Location labeling records:
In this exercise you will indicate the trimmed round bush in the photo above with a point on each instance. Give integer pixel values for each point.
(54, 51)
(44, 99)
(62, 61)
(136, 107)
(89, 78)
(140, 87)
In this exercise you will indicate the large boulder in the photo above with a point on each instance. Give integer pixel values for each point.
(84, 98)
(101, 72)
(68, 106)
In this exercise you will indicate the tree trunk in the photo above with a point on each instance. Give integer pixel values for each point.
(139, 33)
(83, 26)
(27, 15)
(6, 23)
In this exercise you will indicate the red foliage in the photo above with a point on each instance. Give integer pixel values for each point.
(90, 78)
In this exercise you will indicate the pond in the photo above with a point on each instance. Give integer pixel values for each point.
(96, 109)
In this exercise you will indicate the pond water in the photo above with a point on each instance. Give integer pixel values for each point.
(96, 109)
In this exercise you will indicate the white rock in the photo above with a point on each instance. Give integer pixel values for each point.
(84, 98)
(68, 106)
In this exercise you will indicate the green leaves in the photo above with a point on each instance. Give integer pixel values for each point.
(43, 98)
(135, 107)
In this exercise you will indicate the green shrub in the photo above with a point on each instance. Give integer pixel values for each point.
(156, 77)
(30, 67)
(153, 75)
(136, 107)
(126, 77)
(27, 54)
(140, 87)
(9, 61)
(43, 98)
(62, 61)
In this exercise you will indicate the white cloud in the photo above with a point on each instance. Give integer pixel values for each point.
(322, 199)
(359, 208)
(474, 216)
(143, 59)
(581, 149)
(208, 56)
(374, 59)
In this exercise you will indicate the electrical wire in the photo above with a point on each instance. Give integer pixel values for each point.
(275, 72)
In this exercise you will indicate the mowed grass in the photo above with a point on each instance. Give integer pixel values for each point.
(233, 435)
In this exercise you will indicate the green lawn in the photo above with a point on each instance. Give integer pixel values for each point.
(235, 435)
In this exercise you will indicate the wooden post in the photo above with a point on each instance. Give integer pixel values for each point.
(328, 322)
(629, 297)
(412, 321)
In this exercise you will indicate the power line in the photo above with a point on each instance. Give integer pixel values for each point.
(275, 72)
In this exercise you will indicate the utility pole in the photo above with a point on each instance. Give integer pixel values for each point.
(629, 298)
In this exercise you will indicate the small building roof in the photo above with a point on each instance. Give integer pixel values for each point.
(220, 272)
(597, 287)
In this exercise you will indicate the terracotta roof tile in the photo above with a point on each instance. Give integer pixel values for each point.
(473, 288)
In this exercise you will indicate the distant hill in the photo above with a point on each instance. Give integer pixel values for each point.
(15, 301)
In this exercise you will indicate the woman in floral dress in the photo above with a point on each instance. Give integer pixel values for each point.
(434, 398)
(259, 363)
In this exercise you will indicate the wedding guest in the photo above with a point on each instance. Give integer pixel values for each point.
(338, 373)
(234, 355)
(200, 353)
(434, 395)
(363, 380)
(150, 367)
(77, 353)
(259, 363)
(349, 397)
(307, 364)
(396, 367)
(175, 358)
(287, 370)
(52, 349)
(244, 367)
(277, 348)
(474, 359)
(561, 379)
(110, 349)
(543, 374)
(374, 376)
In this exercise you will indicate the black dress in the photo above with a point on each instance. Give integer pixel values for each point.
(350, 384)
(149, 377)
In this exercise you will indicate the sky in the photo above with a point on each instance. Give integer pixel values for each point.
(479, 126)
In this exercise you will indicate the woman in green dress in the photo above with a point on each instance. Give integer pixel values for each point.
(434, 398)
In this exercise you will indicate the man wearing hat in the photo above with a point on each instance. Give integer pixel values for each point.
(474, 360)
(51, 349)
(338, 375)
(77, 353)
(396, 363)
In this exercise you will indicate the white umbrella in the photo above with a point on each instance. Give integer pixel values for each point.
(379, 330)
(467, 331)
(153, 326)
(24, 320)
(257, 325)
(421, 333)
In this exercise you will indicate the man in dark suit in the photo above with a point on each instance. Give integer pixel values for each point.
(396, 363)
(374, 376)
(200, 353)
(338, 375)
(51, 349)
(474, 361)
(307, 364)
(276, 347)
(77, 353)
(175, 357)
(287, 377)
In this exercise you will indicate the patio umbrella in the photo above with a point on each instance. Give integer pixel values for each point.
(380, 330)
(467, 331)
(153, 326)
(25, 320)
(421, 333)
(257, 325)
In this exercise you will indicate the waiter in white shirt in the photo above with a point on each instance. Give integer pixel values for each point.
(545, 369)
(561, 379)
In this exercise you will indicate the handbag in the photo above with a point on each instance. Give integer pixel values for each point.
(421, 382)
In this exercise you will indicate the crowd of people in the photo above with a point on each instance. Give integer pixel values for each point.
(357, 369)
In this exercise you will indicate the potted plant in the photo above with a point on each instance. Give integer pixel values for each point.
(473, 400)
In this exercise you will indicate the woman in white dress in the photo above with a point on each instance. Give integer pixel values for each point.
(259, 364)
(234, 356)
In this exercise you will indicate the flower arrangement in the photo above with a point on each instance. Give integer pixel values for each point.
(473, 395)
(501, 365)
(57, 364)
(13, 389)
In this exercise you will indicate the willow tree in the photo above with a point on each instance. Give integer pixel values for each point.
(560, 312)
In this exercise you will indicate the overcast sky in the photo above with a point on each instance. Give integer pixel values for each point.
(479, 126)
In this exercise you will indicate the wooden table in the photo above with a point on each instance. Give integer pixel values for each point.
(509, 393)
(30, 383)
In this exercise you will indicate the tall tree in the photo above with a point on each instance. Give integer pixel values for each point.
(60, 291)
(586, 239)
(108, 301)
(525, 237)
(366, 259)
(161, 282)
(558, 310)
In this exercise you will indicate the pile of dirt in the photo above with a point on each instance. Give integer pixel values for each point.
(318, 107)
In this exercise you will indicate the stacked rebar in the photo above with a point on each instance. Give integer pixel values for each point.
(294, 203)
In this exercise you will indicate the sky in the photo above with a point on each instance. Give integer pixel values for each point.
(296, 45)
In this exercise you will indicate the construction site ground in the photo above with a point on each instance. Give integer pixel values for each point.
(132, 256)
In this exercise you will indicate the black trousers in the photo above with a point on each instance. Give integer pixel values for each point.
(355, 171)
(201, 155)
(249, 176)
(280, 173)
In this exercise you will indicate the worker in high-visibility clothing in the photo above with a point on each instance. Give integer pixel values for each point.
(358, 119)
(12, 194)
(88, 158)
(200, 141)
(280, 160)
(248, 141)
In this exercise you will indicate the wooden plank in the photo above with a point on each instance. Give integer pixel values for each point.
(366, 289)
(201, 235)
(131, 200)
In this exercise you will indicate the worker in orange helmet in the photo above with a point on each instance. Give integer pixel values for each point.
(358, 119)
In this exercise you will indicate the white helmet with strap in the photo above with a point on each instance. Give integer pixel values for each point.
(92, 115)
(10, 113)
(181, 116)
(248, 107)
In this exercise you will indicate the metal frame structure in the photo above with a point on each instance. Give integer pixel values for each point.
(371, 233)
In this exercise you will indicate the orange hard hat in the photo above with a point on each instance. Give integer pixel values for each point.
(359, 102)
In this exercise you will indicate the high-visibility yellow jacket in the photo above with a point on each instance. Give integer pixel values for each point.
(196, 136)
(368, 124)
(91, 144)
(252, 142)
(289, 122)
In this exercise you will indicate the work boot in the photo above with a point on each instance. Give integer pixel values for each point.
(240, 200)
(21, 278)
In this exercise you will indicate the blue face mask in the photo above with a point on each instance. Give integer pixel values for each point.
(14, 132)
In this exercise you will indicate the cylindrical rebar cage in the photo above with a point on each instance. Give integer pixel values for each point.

TASK PROMPT
Copy all the lines, exactly.

TASK RESPONSE
In this exercise you will indicate the trimmed round bush in the photo above with a point on each instance. Give integer pixel values for each point.
(54, 51)
(44, 99)
(62, 61)
(136, 107)
(89, 78)
(140, 87)
In this exercise you will indicate the large boulder in the photo above with a point on each instance. Give integer pixel values for each point.
(84, 98)
(101, 72)
(68, 106)
In this exercise you will indicate the tree trunk in the photo above with a point on each instance. Give integer pixel values for each point.
(139, 33)
(83, 26)
(27, 15)
(6, 23)
In this exercise you will indicate the red foliage in the photo above with a point on each instance. Give integer pixel values for each point.
(90, 78)
In this exercise you will indicate the pond in the photo above with a point on each instance. Give integer pixel values for each point.
(96, 109)
In this exercise you will indicate the pond water in the photo above with a point on each instance. Give integer pixel values for each point.
(96, 109)
In this exercise you will indicate the white rock in the photo above with a point on each instance. Give integer pixel values for each point.
(84, 98)
(68, 106)
In this exercise you will indicate the green leaves in the photo above with a point on each instance. Give integer pixel values for each point.
(43, 98)
(135, 107)
In this exercise you will indicate the green shrub in the photo above with a point on each instance. Give integer pixel values for each point.
(156, 77)
(30, 67)
(153, 75)
(136, 107)
(126, 77)
(27, 54)
(140, 87)
(9, 61)
(43, 98)
(62, 61)
In this exercise you will indicate the white cloud in the photo above with a point on each instance. Give integer pixel values for each point.
(322, 199)
(359, 208)
(474, 216)
(143, 59)
(581, 149)
(208, 56)
(374, 59)
In this exercise you will indicate the electrical wire in the photo above with a point on each instance. Give integer pixel values for each point.
(275, 72)
In this exercise you will indicate the mowed grass in the photo above with a point on each instance. Give integer pixel values for each point.
(233, 435)
In this exercise you will indicate the green lawn in the photo above with a point on each instance. Give integer pixel values for each point.
(235, 435)
In this exercise you will indicate the wooden post in the photo above with a point on each instance. Give integer pixel values for each point.
(328, 322)
(629, 297)
(412, 321)
In this exercise you will indicate the power line in the photo above with a point on each instance. Give integer pixel values for each point.
(275, 72)
In this exercise you will indicate the utility pole in the photo above with a point on each instance. Give integer pixel values for each point.
(629, 298)
In this exercise you will indicate the small building roof in the photo above with a point on each instance. Give integer pixel values for each point.
(220, 272)
(597, 287)
In this exercise you will indicate the terracotta roof tile in the photo above with a point on each instance. Give integer pixel values for each point.
(473, 288)
In this exercise you will indicate the distant hill in the photo above with a point on each instance. Give integer pixel values for each point.
(15, 301)
In this exercise you will indicate the woman in floral dress in the photo above with a point on each instance. Give integer pixel values for each point.
(434, 398)
(259, 363)
In this exercise you will indicate the wedding guest in the photo above with a point on each instance. Give integer pixel values for each point.
(338, 373)
(234, 355)
(200, 353)
(434, 395)
(363, 380)
(150, 367)
(77, 353)
(259, 363)
(349, 397)
(307, 364)
(396, 367)
(175, 358)
(287, 370)
(52, 349)
(244, 367)
(277, 348)
(474, 359)
(561, 379)
(110, 349)
(543, 374)
(374, 376)
In this exercise you will indicate the black dress in the photo above with a point on each instance. Give integer pixel values for each point.
(350, 384)
(149, 377)
In this exercise you will indicate the sky in the photo above with a point on each instance. Give integer pixel values for each point.
(479, 126)
In this exercise you will indicate the woman in green dress in the photo above with a point on each instance. Give integer pixel values for each point.
(434, 398)
In this exercise you will indicate the man wearing hat in the photo above with a point on each instance. Give integer pixel values for each point.
(474, 360)
(51, 349)
(338, 375)
(77, 353)
(396, 363)
In this exercise you will indicate the white umbrella in the photo above with a point on each instance. Give integer pixel values for each point.
(379, 330)
(467, 331)
(153, 326)
(24, 320)
(257, 325)
(421, 333)
In this exercise you will indicate the man in dark suit in the photo above with a point on each instance. Give integer pixel values for each point.
(396, 363)
(374, 376)
(200, 353)
(338, 375)
(51, 349)
(474, 361)
(307, 364)
(276, 347)
(77, 353)
(175, 357)
(287, 377)
In this exercise you will indicate the patio umbrella in the photo above with a point on each instance. Give integer pixel values for each point.
(380, 330)
(467, 331)
(153, 326)
(25, 320)
(421, 333)
(257, 325)
In this exercise you will indicate the waiter in white shirt in the photo above with a point on each instance. Give integer pixel values for each point.
(545, 369)
(561, 379)
In this exercise you will indicate the handbag in the photo above with a point on each instance. Give integer pixel values for each point.
(421, 382)
In this exercise you will indicate the crowd of people in the photo above with a point on each instance. Give integer pixel values for each point.
(357, 369)
In this exercise you will indicate the potted plant in the photo above with a point on each instance. Give integer pixel values for each point.
(473, 400)
In this exercise you will indicate the woman in white dress in the photo above with a point on each instance. Give integer pixel values for each point.
(259, 364)
(234, 356)
In this exercise you will indicate the flower arrangement in the photo above with a point on each instance. Give integer pixel values for each point.
(473, 395)
(501, 365)
(57, 364)
(13, 389)
In this exercise you will indicate the willow tree in the photo above with a point on each instance. Give integer pixel values for each point.
(560, 312)
In this exercise you will indicate the overcast sky in the photo above with a point on each instance. Give integer pixel values for each point.
(479, 126)
In this exercise you will indicate the wooden table in the photo above with a point on each instance. Give integer pixel values for each point.
(509, 393)
(30, 383)
In this exercise you will indicate the tall tree in the photo above with a point on each instance. Give integer pixel values for each point.
(60, 291)
(586, 239)
(108, 301)
(525, 237)
(366, 259)
(161, 282)
(558, 310)
In this exercise you will indicate the pile of dirt in the photo above with a point on each instance. Give integer pixel values for each point.
(318, 107)
In this exercise you will indicate the stacked rebar in the photo above with a point on each instance. Give integer pixel values for each point.
(294, 203)
In this exercise you will indicate the sky in the photo above with a point on each instance. Give integer pixel values for each point.
(296, 45)
In this exercise you will indicate the construction site ground in the photo above with a point on each instance. Give integer pixel values for each point.
(132, 256)
In this exercise you will indicate the black trousers in the photo above with a point on each instance. Give integer pixel values for each point.
(355, 171)
(201, 155)
(249, 176)
(280, 173)
In this exercise you will indicate the worker in high-visibility clothing in the photo above with a point on each instance. Give integer pixel values for each point.
(358, 119)
(12, 194)
(88, 158)
(200, 141)
(280, 160)
(248, 141)
In this exercise you will indicate the wooden plank in the photo above with a point on each instance. Give integer pixel values for each point.
(366, 289)
(201, 235)
(131, 200)
In this exercise you will indicate the worker in orange helmet in the photo above with a point on each instance. Give integer pixel values for each point.
(358, 119)
In this exercise you will indicate the white helmet with strap in the photo above with a point on each instance. Give integer pixel values for each point.
(92, 115)
(10, 113)
(181, 116)
(248, 107)
In this exercise you will indicate the metal frame structure in the photo above with a point on each instance. Give integer pixel values for each point.
(371, 233)
In this exercise you will indicate the orange hard hat in the photo above with a point on each instance. Give integer pixel values for each point.
(359, 102)
In this exercise you will indicate the high-visibility yellow jacket in the photo above with a point on each instance. Give integer pixel values for each point.
(196, 136)
(368, 124)
(91, 144)
(252, 142)
(289, 122)
In this exercise you will indicate the work boot in the photo above with a point on each instance. Give integer pixel values for each point.
(240, 200)
(21, 278)
In this exercise you will indicate the blue face mask in the photo above with a point on each instance. Give integer pixel values for each point.
(14, 132)
In this exercise you will indicate the cylindrical rebar cage in the photo above with a point on each instance. Give integer pixel values for each point.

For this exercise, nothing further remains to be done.